___ TEXT BLOCK ___

Saint Petersburg State Agrarian University
- Motto: Нам доверено заботиться о земле!
- Motto in English: We are entrusted to take care of the earth!
- Type: public
- Established: 1904
- Location: Pushkin, Saint Petersburg, Russia
- Campus: urban;
- Language: Russian
- Website: https://spbgau.ru/

= Saint Petersburg State Agrarian University =

Public university in Saint Petersburg, Russia

Saint Petersburg State Agrarian University (Санкт-Петербургский государственный аграрный университет) is a public university located in Saint Petersburg, Russia. It was founded in 1904.

==History==
September 8, 1904 in St. Petersburg on the initiative of Professor Ivan Alexandrovich Stebut, opened the Higher Women's Agricultural Courses. In the first year, Stebut's courses accepted 80 female students. The term of study was at first 2 years, soon - 3, and soon - 4 years. There were more than 40 teachers.

One hundred graduates a year was not enough to meet the needs of the national agriculture in qualified personnel. There was a question of opening another agricultural courses for men and women in the capital. Such courses were opened in 1906. In the first year, 178 people were enrolled there. Within seven years the number of students had increased by 8 times, and by 1913 the courses were attended by 1400 people.

___

PROBLEMS AND TASKS –
1. According to the text on Saint Petersburg State Agrarian University, how many female students did Stebut's courses accept in their first year?
2. Extend the history of Saint Petersburg State Agrarian University, picking up after its final sentence.

___ LISTED ENTRIES ___

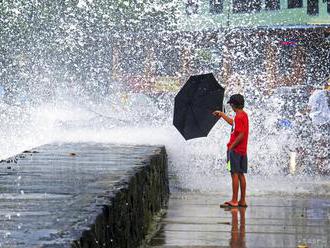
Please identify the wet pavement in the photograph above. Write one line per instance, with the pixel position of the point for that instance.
(50, 195)
(196, 220)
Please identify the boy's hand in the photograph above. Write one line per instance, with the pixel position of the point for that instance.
(218, 114)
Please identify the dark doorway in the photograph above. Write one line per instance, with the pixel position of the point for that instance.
(313, 7)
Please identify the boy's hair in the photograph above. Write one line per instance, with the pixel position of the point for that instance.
(237, 101)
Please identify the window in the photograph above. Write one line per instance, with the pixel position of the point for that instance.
(216, 6)
(246, 6)
(312, 7)
(191, 7)
(295, 4)
(272, 4)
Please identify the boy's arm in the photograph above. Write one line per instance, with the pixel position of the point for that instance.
(237, 140)
(220, 114)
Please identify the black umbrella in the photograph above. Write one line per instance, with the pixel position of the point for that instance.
(194, 105)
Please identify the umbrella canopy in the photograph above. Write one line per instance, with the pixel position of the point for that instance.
(194, 105)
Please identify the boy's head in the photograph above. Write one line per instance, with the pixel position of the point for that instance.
(236, 101)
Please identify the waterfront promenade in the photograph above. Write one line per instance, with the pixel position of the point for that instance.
(81, 195)
(195, 220)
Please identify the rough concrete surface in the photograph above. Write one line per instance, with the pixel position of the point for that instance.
(196, 220)
(81, 195)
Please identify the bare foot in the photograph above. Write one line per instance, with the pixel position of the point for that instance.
(242, 203)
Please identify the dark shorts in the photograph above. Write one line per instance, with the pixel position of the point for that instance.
(238, 162)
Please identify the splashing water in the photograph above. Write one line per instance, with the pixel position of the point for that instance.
(58, 85)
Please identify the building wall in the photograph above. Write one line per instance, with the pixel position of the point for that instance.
(204, 20)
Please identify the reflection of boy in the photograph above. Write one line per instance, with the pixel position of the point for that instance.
(237, 149)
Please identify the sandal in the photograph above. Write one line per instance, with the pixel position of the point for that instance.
(228, 205)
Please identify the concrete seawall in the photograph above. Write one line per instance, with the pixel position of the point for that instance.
(81, 195)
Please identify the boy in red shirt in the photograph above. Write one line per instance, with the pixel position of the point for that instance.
(237, 149)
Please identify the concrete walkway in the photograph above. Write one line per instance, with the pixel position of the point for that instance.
(196, 220)
(51, 195)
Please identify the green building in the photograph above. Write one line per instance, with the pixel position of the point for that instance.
(217, 14)
(279, 42)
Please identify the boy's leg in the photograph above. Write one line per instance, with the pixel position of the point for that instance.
(235, 186)
(242, 183)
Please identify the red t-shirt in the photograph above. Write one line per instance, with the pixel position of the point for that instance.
(241, 124)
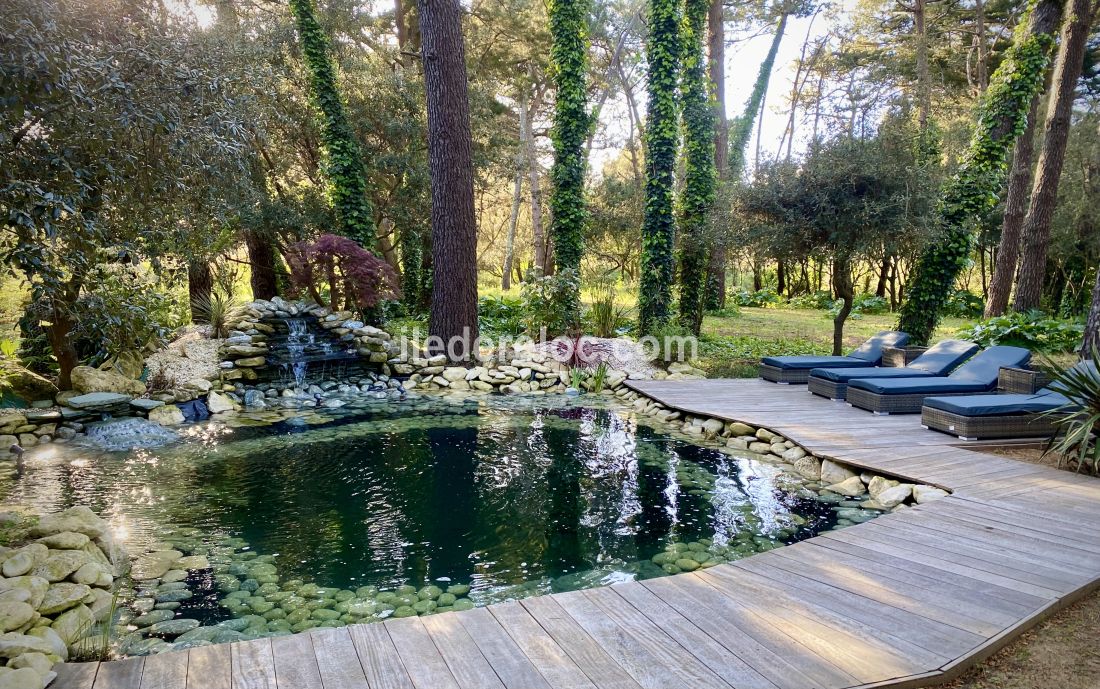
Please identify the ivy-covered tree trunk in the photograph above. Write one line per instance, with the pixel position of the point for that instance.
(569, 63)
(1015, 210)
(347, 177)
(1091, 342)
(658, 228)
(199, 290)
(700, 178)
(1036, 229)
(732, 164)
(971, 193)
(450, 163)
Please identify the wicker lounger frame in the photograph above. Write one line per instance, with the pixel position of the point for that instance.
(981, 427)
(825, 387)
(895, 404)
(783, 375)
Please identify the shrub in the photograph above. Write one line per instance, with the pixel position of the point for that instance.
(501, 316)
(964, 304)
(546, 303)
(1031, 329)
(759, 298)
(123, 310)
(1078, 422)
(338, 273)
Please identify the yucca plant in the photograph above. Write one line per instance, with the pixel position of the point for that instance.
(600, 378)
(213, 308)
(1078, 420)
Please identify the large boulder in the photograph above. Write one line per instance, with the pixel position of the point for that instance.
(87, 379)
(24, 384)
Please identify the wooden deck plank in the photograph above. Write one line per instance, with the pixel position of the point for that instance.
(337, 659)
(636, 644)
(508, 662)
(418, 653)
(120, 674)
(589, 655)
(894, 616)
(726, 665)
(378, 657)
(210, 667)
(253, 665)
(75, 675)
(777, 654)
(166, 670)
(296, 663)
(866, 655)
(462, 655)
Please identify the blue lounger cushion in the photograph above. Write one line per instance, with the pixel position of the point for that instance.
(868, 353)
(939, 360)
(978, 374)
(998, 405)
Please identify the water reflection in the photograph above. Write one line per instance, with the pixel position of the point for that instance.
(495, 494)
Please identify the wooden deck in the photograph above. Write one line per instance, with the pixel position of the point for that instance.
(906, 600)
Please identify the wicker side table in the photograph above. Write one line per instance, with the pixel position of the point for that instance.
(1025, 381)
(898, 357)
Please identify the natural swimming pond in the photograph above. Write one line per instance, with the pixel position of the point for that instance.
(411, 506)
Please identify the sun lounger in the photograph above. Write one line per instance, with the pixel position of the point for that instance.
(905, 395)
(939, 360)
(796, 369)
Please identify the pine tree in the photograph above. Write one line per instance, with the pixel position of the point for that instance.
(344, 172)
(700, 175)
(971, 193)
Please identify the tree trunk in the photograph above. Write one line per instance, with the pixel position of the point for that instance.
(1015, 209)
(880, 288)
(1091, 342)
(1036, 229)
(538, 236)
(509, 253)
(450, 164)
(844, 290)
(262, 263)
(199, 290)
(716, 50)
(970, 194)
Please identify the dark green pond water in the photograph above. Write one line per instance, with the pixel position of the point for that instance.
(507, 495)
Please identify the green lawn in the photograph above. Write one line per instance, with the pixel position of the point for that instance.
(732, 346)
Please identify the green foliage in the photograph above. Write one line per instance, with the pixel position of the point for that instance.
(658, 229)
(343, 159)
(818, 299)
(700, 173)
(1031, 329)
(123, 310)
(760, 298)
(739, 357)
(545, 303)
(964, 304)
(1078, 422)
(571, 126)
(861, 304)
(215, 310)
(501, 316)
(972, 192)
(606, 317)
(600, 378)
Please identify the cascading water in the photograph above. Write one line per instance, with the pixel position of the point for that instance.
(303, 351)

___

THE RESULTS –
1. 80 female students.

2.
In 1908 the Evening Agronomic Courses of the Society of People's Universities were organized. In 1918 all the above-mentioned educational institutions were reorganized into state agricultural institutes - the Petrograd Agronomic Institute was one of them. In 1922 the Petrograd Agricultural Institute was organized on the basis of three institutes.

By 1941 the institute had 16 departments with 550 students and 50 teachers. During World War II the institute was not evacuated. In the fall of 1942 about 150 people, mostly girls from Siberia, were admitted to the institute.

In the 1950s the institute was repeatedly restructured, reorganized and renamed.

In 1991, the Leningrad Agricultural Institute was transformed into the Leningrad State Agrarian University. On January, 20th 1992 LSAU was renamed Saint-Petersburg State Agrarian University (SPSAU) in connection with returning the name Saint-Petersburg to Leningrad.

As of 2022, the university had about 5,000 students, including about 330 international students from 34 countries. SPbGAU offers 65 main educational programmes and 55 additional professional educational programmes. The university trains specialists in 24 Bachelor's degree programs, 15 Master's degree programs, and 23 postgraduate programs.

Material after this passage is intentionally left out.